# Reading passage:

_____

If that’s not the case, mount it using the commands down here:
sudo mount bpffs -t bpf /sys/fs/bpf
sudo bash -c 'cat <<EOF >> /etc/fstab
none /sys/fs/bpf bpf rw,relatime 0 0
EOF'
CRI-O
KUBERNETES_VERSION=v1.32
CRIO_VERSION=v1.32
cat <<EOF | tee /etc/yum.repos.d/cri-o.repo
[cri-o]
name=CRI-O
baseurl=https://download.opensuse.org/repositories/isv:/cri-o:/stable:/$CRIO_VERSION/rpm/
enabled=1
gpgcheck=1
gpgkey=https://download.opensuse.org/repositories/isv:/cri-o:/stable:/$CRIO_VERSION/rpm/repodata/repomd.xml.key
EOF
yum install -y cri-o container-selinux fuse-overlayfs conmon
# Configure User anmespacing in CRI-O
mkdir /etc/crio/crio.conf.d/
sed -i 's|^cgroup_manager|#cgroup_manager|' /etc/crio/crio.conf.d/10-crio.conf
sed -i 's|^conmon_cgroup|#conmon_cgroup|' /etc/crio/crio.conf.d/10-crio.conf
cat <<EOF > /etc/crio/crio.conf.d/01-crio-base.conf
[crio]
storage_driver = "overlay"

_____

# Supplied information:
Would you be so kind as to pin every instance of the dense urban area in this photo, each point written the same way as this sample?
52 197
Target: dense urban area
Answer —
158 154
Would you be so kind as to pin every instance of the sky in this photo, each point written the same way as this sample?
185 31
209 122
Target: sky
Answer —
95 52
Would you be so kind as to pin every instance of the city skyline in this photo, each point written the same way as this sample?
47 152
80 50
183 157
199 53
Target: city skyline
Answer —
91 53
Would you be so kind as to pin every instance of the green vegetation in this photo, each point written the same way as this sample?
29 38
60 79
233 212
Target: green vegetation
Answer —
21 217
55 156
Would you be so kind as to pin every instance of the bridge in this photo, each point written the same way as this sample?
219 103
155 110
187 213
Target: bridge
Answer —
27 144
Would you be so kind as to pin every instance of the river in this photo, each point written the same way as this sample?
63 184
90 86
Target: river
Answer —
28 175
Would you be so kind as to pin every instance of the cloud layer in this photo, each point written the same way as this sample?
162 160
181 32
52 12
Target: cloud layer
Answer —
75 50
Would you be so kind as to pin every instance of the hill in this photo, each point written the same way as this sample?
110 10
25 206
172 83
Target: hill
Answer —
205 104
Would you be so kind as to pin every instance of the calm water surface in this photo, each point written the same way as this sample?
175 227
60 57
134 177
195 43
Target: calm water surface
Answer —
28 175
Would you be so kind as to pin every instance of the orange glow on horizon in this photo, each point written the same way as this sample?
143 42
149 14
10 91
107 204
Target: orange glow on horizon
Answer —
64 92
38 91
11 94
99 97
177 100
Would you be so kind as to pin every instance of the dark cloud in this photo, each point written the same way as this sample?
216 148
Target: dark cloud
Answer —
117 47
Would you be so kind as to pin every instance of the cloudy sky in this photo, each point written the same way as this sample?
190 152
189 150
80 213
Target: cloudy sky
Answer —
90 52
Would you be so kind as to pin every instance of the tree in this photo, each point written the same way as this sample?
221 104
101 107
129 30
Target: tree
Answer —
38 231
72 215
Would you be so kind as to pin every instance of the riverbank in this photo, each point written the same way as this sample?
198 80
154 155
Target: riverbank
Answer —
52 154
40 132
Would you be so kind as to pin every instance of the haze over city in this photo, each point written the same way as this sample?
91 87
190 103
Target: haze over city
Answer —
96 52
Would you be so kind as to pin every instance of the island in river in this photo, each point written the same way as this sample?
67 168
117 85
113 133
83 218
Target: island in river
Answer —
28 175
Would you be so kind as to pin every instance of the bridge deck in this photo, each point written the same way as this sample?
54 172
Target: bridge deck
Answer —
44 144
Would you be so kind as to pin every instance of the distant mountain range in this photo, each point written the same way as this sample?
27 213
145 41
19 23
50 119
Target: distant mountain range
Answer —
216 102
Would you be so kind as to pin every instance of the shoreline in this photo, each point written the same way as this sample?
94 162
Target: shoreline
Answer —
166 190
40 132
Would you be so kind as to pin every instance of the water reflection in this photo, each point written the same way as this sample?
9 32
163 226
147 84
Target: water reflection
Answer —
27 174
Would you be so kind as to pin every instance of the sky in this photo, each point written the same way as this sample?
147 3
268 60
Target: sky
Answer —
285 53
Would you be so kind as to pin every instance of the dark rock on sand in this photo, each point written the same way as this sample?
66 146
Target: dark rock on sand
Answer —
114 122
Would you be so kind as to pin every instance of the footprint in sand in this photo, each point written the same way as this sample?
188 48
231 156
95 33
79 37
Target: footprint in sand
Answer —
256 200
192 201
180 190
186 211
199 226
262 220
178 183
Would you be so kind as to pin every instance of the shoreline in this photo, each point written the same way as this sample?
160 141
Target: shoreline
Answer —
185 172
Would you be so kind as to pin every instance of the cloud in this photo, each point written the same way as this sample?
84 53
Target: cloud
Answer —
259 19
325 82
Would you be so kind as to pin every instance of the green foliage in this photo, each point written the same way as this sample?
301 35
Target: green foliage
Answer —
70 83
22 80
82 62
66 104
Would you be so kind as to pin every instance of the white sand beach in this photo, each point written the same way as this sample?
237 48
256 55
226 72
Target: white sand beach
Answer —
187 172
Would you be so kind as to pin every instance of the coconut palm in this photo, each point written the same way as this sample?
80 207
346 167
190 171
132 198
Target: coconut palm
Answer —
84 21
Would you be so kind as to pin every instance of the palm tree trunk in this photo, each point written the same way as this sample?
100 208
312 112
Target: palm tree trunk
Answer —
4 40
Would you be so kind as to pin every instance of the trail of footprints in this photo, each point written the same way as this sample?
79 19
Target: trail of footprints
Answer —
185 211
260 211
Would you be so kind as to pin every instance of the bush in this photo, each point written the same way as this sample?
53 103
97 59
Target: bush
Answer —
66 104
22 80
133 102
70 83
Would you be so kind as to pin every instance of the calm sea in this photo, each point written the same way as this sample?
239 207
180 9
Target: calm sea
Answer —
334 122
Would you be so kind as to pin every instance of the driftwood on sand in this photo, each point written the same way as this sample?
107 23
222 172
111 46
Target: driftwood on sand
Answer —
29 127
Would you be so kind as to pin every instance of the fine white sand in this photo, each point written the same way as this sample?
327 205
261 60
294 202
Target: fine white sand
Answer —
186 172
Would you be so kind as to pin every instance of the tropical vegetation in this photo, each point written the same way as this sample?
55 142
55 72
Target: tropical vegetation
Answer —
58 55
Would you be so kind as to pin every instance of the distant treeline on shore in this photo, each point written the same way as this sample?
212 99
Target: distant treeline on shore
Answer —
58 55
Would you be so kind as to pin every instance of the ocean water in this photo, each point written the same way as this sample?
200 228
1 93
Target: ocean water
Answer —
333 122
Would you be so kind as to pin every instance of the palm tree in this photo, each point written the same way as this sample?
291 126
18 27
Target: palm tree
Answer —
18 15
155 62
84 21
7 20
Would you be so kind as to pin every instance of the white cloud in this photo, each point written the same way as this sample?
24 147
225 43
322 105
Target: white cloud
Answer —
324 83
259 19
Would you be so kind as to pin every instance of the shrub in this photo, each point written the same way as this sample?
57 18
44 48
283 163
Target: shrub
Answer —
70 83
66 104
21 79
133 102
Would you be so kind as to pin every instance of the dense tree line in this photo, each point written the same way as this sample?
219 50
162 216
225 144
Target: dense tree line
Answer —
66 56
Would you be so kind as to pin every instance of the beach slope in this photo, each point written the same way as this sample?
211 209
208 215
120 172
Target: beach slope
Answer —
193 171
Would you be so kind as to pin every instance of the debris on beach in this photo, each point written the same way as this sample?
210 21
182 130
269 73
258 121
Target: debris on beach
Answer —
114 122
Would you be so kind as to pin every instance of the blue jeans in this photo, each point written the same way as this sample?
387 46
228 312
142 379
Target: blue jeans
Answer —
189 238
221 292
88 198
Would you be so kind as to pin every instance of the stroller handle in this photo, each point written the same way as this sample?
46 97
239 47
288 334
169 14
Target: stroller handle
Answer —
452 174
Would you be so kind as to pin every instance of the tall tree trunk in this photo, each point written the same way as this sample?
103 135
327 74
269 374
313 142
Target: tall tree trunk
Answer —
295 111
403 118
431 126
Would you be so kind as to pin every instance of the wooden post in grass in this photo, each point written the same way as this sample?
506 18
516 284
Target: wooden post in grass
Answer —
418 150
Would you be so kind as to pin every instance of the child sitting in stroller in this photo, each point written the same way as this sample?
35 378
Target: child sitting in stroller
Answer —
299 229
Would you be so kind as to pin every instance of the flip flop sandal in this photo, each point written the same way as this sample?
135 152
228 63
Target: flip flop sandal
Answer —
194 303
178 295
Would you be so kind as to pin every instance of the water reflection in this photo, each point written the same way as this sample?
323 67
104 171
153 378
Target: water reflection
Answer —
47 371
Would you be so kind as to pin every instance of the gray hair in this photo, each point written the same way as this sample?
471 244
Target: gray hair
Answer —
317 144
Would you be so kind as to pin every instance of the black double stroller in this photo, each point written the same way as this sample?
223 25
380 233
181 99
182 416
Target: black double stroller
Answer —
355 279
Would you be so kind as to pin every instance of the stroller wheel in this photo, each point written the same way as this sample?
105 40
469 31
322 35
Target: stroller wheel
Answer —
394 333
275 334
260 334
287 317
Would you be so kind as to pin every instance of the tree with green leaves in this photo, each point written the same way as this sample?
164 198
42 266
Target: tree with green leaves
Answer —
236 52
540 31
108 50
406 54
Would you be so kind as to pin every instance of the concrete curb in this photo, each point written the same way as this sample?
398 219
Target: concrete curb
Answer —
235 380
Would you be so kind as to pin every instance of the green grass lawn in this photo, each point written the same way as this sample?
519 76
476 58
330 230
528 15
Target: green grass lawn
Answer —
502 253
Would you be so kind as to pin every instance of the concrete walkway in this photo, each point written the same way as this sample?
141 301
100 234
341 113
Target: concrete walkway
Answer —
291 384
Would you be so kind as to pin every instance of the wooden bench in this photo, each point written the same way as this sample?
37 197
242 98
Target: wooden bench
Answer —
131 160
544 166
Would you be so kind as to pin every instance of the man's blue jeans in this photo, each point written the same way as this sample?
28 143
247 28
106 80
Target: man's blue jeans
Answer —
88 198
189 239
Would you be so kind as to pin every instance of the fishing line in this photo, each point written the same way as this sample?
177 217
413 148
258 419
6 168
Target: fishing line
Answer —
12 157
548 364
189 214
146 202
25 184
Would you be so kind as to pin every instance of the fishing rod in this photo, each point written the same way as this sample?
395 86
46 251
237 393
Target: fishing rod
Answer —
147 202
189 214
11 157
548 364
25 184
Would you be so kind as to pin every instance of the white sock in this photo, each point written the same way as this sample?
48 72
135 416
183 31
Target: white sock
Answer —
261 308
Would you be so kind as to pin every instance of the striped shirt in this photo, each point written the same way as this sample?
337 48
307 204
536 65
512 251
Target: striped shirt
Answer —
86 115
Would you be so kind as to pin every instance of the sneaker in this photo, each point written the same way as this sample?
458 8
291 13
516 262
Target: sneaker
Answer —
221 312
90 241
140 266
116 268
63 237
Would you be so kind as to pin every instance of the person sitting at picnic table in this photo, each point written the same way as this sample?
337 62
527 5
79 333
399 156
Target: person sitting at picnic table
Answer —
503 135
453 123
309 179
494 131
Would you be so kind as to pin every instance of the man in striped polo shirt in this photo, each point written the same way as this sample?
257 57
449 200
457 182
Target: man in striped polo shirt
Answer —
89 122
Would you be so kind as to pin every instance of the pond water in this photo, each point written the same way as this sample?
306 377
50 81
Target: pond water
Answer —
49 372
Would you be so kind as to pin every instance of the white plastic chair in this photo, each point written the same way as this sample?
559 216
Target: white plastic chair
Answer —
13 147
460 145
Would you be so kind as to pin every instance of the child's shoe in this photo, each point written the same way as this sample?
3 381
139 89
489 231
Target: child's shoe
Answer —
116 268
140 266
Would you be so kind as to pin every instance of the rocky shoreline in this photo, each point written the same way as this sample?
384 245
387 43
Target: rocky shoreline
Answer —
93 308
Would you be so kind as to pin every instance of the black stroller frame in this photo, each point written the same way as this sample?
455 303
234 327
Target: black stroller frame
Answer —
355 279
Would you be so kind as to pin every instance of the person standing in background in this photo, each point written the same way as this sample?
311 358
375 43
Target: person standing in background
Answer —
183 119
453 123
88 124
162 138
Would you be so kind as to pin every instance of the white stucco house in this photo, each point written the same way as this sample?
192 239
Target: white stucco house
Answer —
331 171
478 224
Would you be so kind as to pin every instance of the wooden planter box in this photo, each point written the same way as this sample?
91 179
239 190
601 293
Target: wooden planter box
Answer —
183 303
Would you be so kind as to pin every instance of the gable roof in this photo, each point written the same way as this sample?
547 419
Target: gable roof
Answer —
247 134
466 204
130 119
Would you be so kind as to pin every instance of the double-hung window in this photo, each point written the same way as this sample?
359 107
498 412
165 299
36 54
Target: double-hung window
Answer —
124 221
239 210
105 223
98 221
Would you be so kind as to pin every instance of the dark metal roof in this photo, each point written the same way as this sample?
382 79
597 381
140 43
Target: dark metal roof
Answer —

_____

# What you will do:
• 1. In the CRI-O setup text, which four packages does the yum command install?
• 2. Pick up the CRI-O setup text after its last line and continue it.

# The answers:
• 1. cri-o, container-selinux, fuse-overlayfs and conmon

• 2.
storage_option = ["overlay.mount_program=/usr/bin/fuse-overlayfs"]
[crio.runtime]
selinux = true
cgroup_manager = "cgroupfs"
conmon_cgroup = 'pod'
EOF
cat <<EOF > /etc/crio/crio.conf.d/02-userns-workload.conf
[crio.runtime.workloads.userns]
activation_annotation = "io.kubernetes.cri-o.userns-mode"
allowed_annotations = ["io.kubernetes.cri-o.userns-mode"]
EOF
The CRI-O will run the containers with the containers user so I need to create /etc/subuid and /etc/subgid on nodes.
SubUID/GIDs are a range of user/group IDs that a user is allowed to use.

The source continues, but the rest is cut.